WHAT NEEDS TO BE DONE
Copy all of the entries below line for line, changing nothing.

______________________________

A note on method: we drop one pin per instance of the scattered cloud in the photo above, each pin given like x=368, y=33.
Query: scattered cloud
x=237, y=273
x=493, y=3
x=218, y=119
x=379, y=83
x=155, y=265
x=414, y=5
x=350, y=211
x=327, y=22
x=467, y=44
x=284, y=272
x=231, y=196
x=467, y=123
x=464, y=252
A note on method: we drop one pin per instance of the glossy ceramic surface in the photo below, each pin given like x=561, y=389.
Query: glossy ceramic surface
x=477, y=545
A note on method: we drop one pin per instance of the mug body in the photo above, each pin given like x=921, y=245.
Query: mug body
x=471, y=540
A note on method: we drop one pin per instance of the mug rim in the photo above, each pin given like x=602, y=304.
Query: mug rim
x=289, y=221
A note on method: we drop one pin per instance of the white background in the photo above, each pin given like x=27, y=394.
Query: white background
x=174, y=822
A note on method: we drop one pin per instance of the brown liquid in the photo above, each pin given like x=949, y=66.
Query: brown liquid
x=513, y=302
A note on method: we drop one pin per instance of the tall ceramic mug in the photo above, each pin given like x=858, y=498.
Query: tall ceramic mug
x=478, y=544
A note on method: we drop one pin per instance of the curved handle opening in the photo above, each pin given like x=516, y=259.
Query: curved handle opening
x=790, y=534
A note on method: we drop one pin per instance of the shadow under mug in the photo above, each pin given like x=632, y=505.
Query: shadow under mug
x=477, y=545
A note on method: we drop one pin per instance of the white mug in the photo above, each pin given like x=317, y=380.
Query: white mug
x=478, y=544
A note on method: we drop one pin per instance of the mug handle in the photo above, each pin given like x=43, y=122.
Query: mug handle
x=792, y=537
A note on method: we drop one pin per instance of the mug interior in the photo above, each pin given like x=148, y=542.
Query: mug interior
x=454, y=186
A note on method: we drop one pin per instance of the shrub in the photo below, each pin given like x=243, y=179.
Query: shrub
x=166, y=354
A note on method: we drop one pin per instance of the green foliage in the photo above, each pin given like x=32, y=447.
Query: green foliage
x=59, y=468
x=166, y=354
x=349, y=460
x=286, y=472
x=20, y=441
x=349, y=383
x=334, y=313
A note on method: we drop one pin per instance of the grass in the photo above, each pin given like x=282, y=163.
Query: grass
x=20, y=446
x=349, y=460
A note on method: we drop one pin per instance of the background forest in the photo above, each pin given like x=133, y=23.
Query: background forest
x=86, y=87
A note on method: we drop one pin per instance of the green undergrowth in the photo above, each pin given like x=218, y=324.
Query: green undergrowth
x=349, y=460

______________________________

EXERCISE OUTPUT
A note on method: we drop one pin per instance of the scattered cloud in the photo above, each pin given like x=368, y=33.
Query: scattered cloud
x=237, y=273
x=493, y=3
x=218, y=119
x=379, y=83
x=155, y=265
x=414, y=5
x=350, y=211
x=327, y=22
x=467, y=44
x=284, y=272
x=231, y=196
x=467, y=123
x=464, y=252
A note on method: we drop one pin per instance of the glossy ceramic surface in the photo below, each pin given like x=561, y=389.
Query: glossy ceramic surface
x=477, y=545
A note on method: we drop one pin per instance of the mug body in the photo above, each pin given like x=921, y=245.
Query: mug body
x=471, y=540
A note on method: we drop one pin per instance of the mug rim in the photo above, each pin given like x=602, y=304.
Query: mug rim
x=289, y=221
A note on method: we drop one pin per instance of the white background in the photo above, each pin given like x=27, y=394.
Query: white background
x=174, y=822
A note on method: we drop one pin per instance of the brown liquid in the photo above, each pin given like x=949, y=66.
Query: brown liquid
x=513, y=302
A note on method: we drop one pin per instance of the tall ceramic mug in the photo above, each pin given like x=858, y=498.
Query: tall ceramic mug
x=478, y=544
A note on method: we drop one pin per instance of the curved handle opening in the photo above, each pin given like x=516, y=259.
Query: curved handle opening
x=790, y=534
A note on method: we drop one pin per instance of the shadow under mug in the photo above, each pin given like x=632, y=505.
Query: shadow under mug
x=477, y=545
A note on method: we drop one pin per instance of the white mug in the photo above, each pin given like x=317, y=380.
Query: white mug
x=478, y=544
A note on method: we drop one pin per instance of the mug handle in the photo above, each pin given like x=43, y=122.
Query: mug handle
x=792, y=537
A note on method: we drop one pin per instance of the mug interior in the photo above, each pin given like x=148, y=542.
Query: mug interior
x=454, y=186
A note on method: we drop one pin per instance of the shrub in the photo below, each pin given like x=243, y=179.
Query: shrub
x=166, y=354
A note on method: we drop one pin per instance of the green foliage in the photo above, each pin given like x=32, y=447.
Query: green foliage
x=59, y=468
x=166, y=354
x=349, y=460
x=286, y=472
x=20, y=441
x=349, y=383
x=334, y=313
A note on method: we drop one pin per instance of the grass in the photo above, each pin given like x=282, y=163.
Query: grass
x=20, y=446
x=349, y=460
A note on method: we drop one pin per instance of the background forest in the photo above, each pin given like x=133, y=23.
Query: background forest
x=86, y=87
A note on method: we drop one pin per instance of the green undergrowth in the photo above, each pin given like x=218, y=324.
Query: green undergrowth
x=349, y=460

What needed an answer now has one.